| SELECTED EXCERPT |
+++

Munich Court on Notarial Form Requirement for Arbitration Agreement and Kompetenz-Kompetenz

German law requires notarial form for many commercial transactions, in particular for real estate contracts and the sale and transfer of GmbH Shares. Thus, a decision by the Munich Court of Appeals (Oberlandesgericht München) on challenges to an arbitration agreement based on the lack of notarial form is of great practical relevance.

The applicants, a Swiss and three German companies, moved to set aside a German domestic arbitral award rendered in arbitral proceedings administered by DIS (German Institution of Arbitration). The parties to the underlying agreements, and to the ensuing arbitration, had concluded a framework agreement in notarial form, which governed the sale and transfer of real estate as well as of shares in German limited liability companies (GmbH). The framework agreement contained an arbitration clause referencing the DIS Rules of Arbitration.* On that basis, arbitration proceedings were commenced, and an arbitral award was entered into against the applicants.

+++

| RECORD SET |
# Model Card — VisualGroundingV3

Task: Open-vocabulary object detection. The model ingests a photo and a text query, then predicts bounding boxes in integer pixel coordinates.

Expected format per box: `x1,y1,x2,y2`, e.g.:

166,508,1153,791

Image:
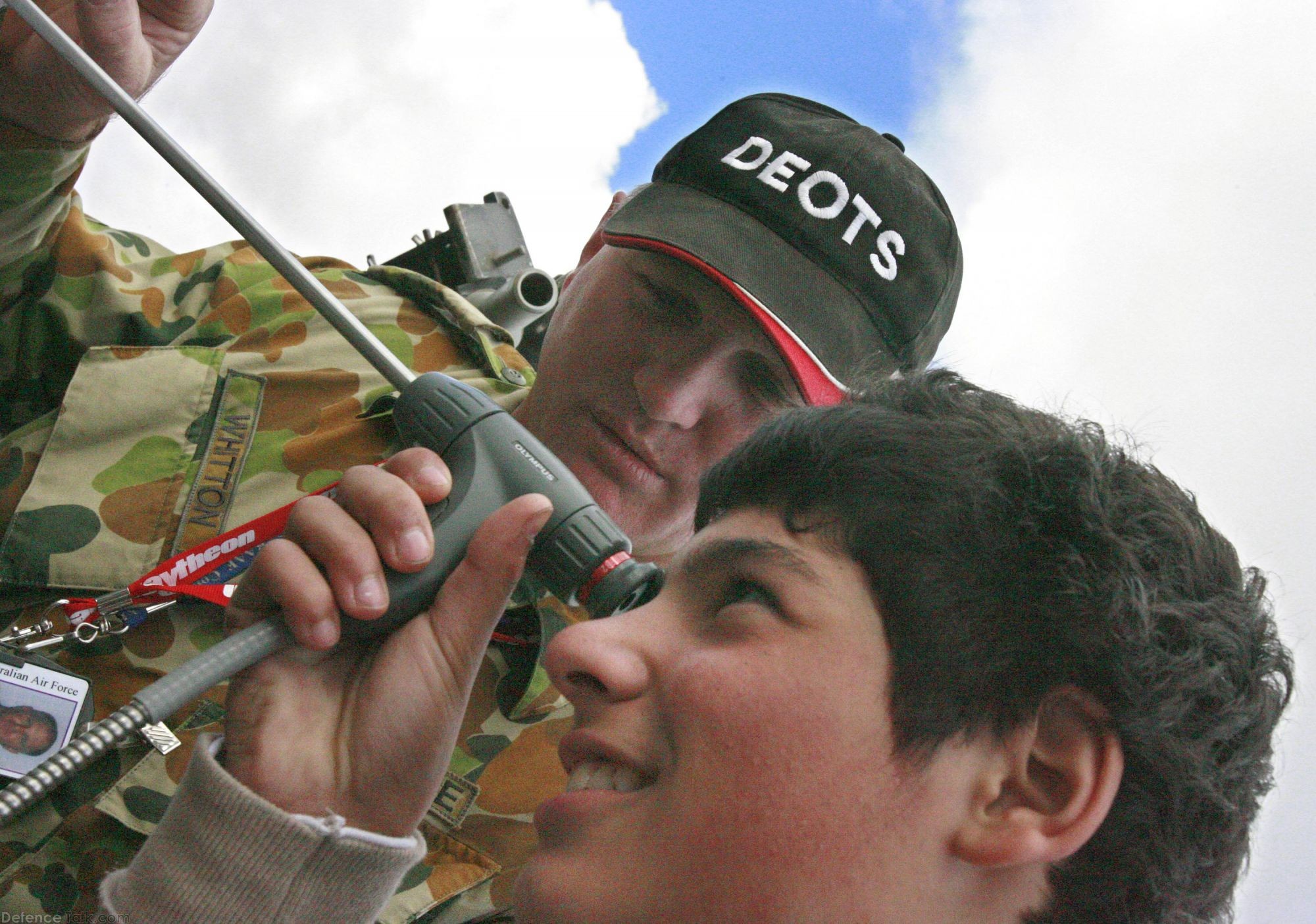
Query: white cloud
80,0,661,271
911,0,1316,924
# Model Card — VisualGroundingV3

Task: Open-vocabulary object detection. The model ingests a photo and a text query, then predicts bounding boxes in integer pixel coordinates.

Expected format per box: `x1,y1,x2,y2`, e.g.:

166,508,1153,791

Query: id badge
0,652,92,777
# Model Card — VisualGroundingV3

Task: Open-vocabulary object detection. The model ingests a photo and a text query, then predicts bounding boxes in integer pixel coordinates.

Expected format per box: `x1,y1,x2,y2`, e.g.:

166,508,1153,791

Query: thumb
426,494,553,655
75,0,151,97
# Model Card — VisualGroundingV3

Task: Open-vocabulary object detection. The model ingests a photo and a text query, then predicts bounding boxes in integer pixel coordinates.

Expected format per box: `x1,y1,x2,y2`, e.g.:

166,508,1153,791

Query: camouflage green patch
0,446,22,488
124,786,170,824
176,337,228,366
91,436,184,494
466,734,512,763
124,313,196,346
28,863,78,915
300,469,342,494
242,430,297,482
174,262,224,305
0,504,100,584
447,745,484,779
0,303,87,433
367,324,415,366
105,228,151,257
50,276,96,305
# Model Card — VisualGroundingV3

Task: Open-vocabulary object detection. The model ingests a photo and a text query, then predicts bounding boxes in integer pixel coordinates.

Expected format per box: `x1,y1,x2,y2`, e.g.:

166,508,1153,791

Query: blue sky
612,0,955,190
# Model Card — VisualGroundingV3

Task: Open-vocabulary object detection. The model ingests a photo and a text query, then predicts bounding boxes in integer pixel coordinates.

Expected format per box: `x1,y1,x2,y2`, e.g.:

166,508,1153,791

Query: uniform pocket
0,346,224,590
0,346,393,590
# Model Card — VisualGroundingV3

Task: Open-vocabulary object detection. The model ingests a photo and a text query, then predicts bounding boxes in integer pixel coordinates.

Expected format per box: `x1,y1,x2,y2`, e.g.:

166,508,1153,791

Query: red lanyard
59,482,532,645
61,482,337,627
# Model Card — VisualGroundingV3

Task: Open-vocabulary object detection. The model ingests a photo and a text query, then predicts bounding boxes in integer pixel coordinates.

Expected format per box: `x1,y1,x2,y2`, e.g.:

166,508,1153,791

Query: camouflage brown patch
229,321,307,362
257,369,361,436
274,276,367,303
283,398,393,491
196,284,251,334
457,815,540,908
118,286,164,328
54,205,133,283
100,475,183,545
0,446,41,534
109,346,150,361
59,653,159,721
121,615,176,659
229,241,265,266
467,719,572,823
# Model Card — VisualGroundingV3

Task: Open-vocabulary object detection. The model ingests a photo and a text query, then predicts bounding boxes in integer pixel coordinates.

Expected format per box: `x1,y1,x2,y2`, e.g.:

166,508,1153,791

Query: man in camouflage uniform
0,0,959,921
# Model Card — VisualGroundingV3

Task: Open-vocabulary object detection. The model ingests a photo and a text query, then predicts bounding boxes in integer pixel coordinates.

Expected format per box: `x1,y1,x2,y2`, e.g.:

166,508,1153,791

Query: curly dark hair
696,371,1292,924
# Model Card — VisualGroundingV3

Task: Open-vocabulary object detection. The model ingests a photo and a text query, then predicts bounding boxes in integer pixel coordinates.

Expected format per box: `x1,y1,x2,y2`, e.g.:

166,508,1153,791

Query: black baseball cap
603,93,963,404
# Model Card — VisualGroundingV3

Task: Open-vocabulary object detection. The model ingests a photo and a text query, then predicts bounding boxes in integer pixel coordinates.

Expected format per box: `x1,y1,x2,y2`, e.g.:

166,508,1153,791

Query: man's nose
634,342,730,430
544,609,650,712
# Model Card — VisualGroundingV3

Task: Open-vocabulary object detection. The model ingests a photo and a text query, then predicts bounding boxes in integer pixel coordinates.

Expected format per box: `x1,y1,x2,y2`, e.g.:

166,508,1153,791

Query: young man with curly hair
103,372,1292,924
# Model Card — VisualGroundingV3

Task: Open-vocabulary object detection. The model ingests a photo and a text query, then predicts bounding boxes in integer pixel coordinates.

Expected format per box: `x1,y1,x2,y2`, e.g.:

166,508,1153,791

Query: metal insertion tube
0,619,292,828
0,0,416,391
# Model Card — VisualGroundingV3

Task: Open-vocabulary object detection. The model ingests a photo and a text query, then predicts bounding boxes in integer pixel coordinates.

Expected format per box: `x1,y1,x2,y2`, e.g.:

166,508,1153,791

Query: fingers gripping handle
343,372,662,637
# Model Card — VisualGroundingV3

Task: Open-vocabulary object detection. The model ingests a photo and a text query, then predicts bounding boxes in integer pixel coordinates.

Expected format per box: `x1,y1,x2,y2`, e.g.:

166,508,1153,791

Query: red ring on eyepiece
576,552,630,604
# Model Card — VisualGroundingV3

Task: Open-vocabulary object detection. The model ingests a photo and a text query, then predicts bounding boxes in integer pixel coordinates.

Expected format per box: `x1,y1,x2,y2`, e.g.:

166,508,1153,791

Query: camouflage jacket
0,126,575,924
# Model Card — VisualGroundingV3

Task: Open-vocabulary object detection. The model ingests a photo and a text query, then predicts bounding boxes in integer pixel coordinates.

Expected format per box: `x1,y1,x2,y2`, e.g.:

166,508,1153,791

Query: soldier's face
516,247,801,559
0,706,54,754
516,511,967,924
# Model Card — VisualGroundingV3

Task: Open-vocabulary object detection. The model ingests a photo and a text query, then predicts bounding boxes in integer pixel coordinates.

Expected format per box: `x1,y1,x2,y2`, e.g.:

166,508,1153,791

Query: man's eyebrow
676,537,824,586
634,270,703,319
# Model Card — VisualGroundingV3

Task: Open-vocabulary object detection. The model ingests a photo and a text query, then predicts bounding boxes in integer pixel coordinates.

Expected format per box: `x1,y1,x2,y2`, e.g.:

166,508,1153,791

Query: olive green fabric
0,126,579,924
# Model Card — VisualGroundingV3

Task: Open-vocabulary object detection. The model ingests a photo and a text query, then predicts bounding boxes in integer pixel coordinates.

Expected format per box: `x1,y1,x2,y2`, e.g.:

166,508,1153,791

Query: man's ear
561,192,628,295
951,687,1124,866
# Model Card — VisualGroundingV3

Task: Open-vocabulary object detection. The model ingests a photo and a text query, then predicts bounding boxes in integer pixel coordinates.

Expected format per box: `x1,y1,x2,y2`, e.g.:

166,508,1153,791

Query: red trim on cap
603,233,845,405
576,552,630,604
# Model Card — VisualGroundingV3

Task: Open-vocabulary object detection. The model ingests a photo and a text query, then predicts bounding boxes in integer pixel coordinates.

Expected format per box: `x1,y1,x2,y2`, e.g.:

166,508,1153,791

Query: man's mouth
590,415,666,479
567,761,649,792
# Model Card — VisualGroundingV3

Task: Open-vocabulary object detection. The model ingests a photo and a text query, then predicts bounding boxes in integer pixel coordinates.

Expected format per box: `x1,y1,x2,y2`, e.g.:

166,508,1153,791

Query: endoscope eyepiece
576,552,663,619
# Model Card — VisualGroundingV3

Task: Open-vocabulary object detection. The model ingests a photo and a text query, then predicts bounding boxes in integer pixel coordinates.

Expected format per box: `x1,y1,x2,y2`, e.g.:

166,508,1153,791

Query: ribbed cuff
100,738,425,924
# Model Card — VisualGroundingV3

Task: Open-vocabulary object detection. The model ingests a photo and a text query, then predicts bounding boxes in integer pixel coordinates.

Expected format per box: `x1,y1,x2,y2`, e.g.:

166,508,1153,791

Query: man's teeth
567,761,644,792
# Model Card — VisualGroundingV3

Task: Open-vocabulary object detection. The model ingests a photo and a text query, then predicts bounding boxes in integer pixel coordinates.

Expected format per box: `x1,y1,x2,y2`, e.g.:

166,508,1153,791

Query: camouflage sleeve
0,122,87,304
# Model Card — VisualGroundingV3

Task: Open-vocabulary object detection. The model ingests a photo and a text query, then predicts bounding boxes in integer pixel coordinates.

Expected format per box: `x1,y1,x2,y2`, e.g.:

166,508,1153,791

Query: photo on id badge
0,655,89,777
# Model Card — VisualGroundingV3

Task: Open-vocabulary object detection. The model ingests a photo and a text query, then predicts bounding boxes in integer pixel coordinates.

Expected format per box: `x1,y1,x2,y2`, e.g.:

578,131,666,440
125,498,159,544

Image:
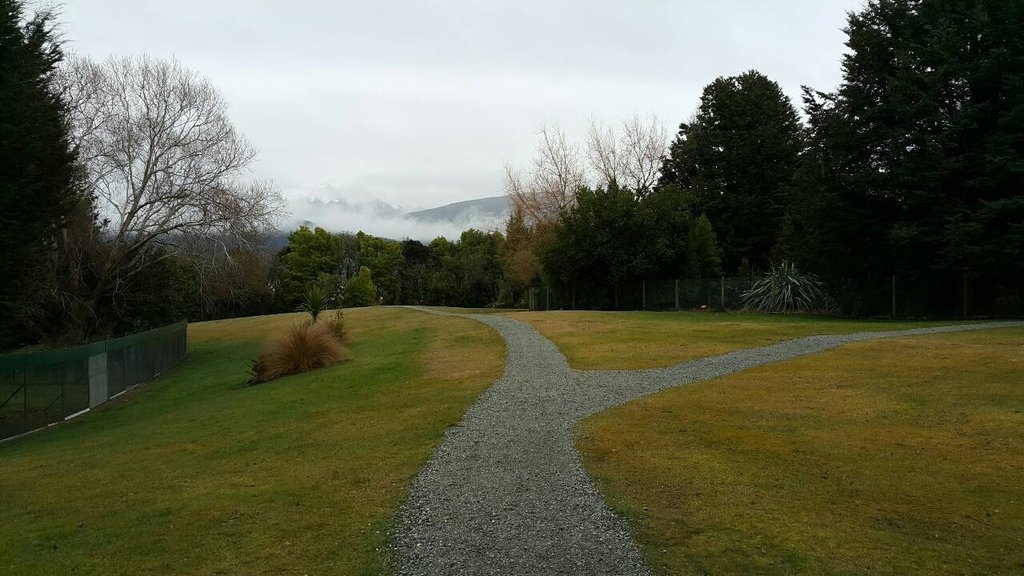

+++

| SET OF TASKS |
a) Translate this sentence from the article on the Munich court ruling into German: "German law requires notarial form for many commercial transactions, in particular for real estate contracts and the sale and transfer of GmbH Shares."
b) Transcribe everything in the article on the Munich court ruling from "The applicants, a" down to "against the applicants.".

| ANSWERS TO EACH TASK |
a) Das deutsche Recht schreibt für viele Handelsgeschäfte die notarielle Form vor, insbesondere für Immobilienverträge sowie für den Verkauf und die Übertragung von GmbH-Anteilen.

b)
The applicants, a Swiss and three German companies, moved to set aside a German domestic arbitral award rendered in arbitral proceedings administered by DIS (German Institution of Arbitration). The parties to the underlying agreements, and to the ensuing arbitration, had concluded a framework agreement in notarial form, which governed the sale and transfer of real estate as well as of shares in German limited liability companies (GmbH). The framework agreement contained an arbitration clause referencing the DIS Rules of Arbitration.* On that basis, arbitration proceedings were commenced, and an arbitral award was entered into against the applicants.